**Texte source:**
SITUATION DES SERVICES D’URGENCES ET PLUS LARGEMENT DE L’HÔPITAL

Flash n°83/2022

FLASH INFO – FLASH INFO – FLASH INFO – FLASH INFO – FLASH INFO

SITUATION DES SERVICES D’URGENCES ET PLUS LARGEMENT DE L’HÔPITAL

Bonjour,

Nous vous prions de trouver en pièces jointes,  le rapport introductif ainsi que le compte-rendu de la réunion du 19 juillet 2023 sur la situation des services d’urgences et plus largement de l’hôpital.

Les différentes interventions dépassaient largement le cadre des urgences.  En même temps que les camarades abordaient la question des urgences, à chaque fois, ils expliquaient ce qui se passait dans la maternité d’à côté, au bloc opératoire, au niveau de la psychiatrie, de la gériatrie etc… avec de très nombreux exemples concrets, apportant une vision d’ensemble. Le fil conducteur a été que : « c’est du jamais vu ! »…

Sommaire du rapport introductif :

Partie 1 : Hôpital : la fin de la lumière au milieu de la nuit ?

Partie 2 : On n’accepterait jamais de prendre un avion en mode dégradé. Pourquoi l’accepterait-on à l’hôpital ?

Partie 3 : Nous avons une course contre la montre à mener. Pour la gagner, il nous faudra coaliser une force unie sur des revendications communes.

Sommaire du compte-rendu :

Partie 1 : Hôpital, on ferme : c’est du jamais vu !

Partie 2 : dérégulation, affaiblissement des instances du personnel et attractivité des métiers.

Partie 3 : Organiser la résistance et préparer la rentrée.

Pour rappel, vous trouverez la carte des fermetures de lits ou services menacés depuis septembre 2021 en cliquant ici.

Fraternellement

Le secrétariat du secteur revendicatif

3 pièces jointes •

Groupe de travail fédéral

« Politiques de santé » élargies

Rapport introductif de la réunion du 19 juillet 2023

sur les services d’urgences en difficulté (Cédric Volait)

Les annonces de fermetures de services d’urgences se multiplient à un rythme effréné sur des nuits, sur des week-ends, pour tout l’été, voire plus. En Mayenne, tous les services d’urgences du département sont fermés la nuit pendant tout l’été. Et une seule équipe SMUR sur trois sera disponible.

**Tâche A:**
Condensez le paragraphe du texte source qui commence par « Les différentes interventions dépassaient » en gardant ses faits principaux.
**Tâche B:**
Reprenez le texte sur la situation des urgences et de l'hôpital à la suite de sa dernière phrase.
Le matériel qui suit n'est pas nécessaire.

**Matériel fourni:**
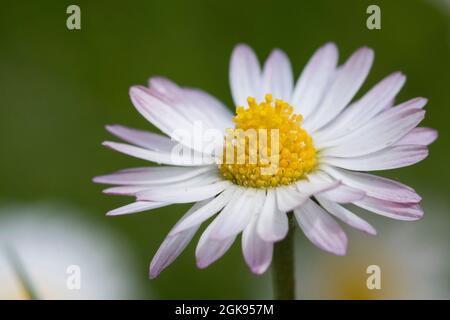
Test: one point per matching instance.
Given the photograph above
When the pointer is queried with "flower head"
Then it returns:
(288, 148)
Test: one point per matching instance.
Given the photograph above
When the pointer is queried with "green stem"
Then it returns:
(283, 266)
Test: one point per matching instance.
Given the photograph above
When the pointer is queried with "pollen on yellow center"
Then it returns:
(280, 153)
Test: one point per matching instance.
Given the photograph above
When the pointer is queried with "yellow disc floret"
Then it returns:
(267, 147)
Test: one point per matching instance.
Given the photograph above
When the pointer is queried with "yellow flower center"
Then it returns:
(267, 147)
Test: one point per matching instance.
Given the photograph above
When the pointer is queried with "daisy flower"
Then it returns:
(324, 141)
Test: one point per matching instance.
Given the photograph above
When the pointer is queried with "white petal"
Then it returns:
(320, 228)
(419, 136)
(273, 224)
(381, 132)
(184, 194)
(172, 246)
(360, 112)
(343, 194)
(208, 210)
(125, 190)
(277, 78)
(292, 196)
(314, 79)
(209, 249)
(288, 198)
(394, 210)
(152, 175)
(346, 216)
(257, 252)
(347, 82)
(162, 157)
(144, 139)
(237, 215)
(245, 75)
(159, 113)
(389, 158)
(138, 206)
(374, 186)
(195, 105)
(332, 189)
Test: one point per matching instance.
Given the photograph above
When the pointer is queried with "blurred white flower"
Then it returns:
(50, 251)
(414, 260)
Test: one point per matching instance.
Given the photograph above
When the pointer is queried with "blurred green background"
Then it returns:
(60, 87)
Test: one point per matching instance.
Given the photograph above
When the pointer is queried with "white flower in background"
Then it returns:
(414, 262)
(324, 139)
(48, 252)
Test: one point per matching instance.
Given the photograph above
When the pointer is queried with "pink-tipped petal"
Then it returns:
(390, 158)
(315, 79)
(419, 136)
(273, 224)
(347, 82)
(375, 186)
(346, 216)
(138, 206)
(257, 252)
(321, 229)
(394, 210)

**Réponse A:**
Les interventions ont largement débordé le cadre des urgences. En évoquant les urgences, les participants décrivaient aussi la situation de la maternité voisine, du bloc opératoire, de la psychiatrie et de la gériatrie. Leurs nombreux exemples concrets donnaient une vision d'ensemble, avec un même constat : « c'est du jamais vu ! »

**Réponse B:**
La seule solution proposée par le ministre de la santé et l’ARS : appeler le 15 ! Un « 15 » dont les délais d’attente deviennent toujours plus inquiétant. Et combien d’appels sans réponse ? 30 000 en 2022 ! Même dans les zones mieux dotées en médecins, la situation est compliquée, comme à Saint-Tropez, où au mois de juillet, parfois ce sont les urgences qui ferment, parfois c’est le SMUR.

Ils remplacent progressivement l’accès libre (la lumière au milieu de la nuit, le service de proximité et le lien) par de la téléphonie qui consiste la plupart du temps à dire « attendez dehors » ou « prenez votre voiture et faites 45 ou 60 minutes ». On voit aussi la visio se développer avec des nouvelles façon de travailler.

Se développe également « le multisites ». Des médecins qui travaillent en multisites, mais pas que, il y aussi des infirmiers, des ambulanciers etc… pour aider des sites en difficulté. Quand tu travailles sur différents sites, c’est qu’on se dirige vers une gestion départementale. Ces changements impactent les conditions de travail, mais ils vont aussi impacter notre syndicalisme CGT de proximité.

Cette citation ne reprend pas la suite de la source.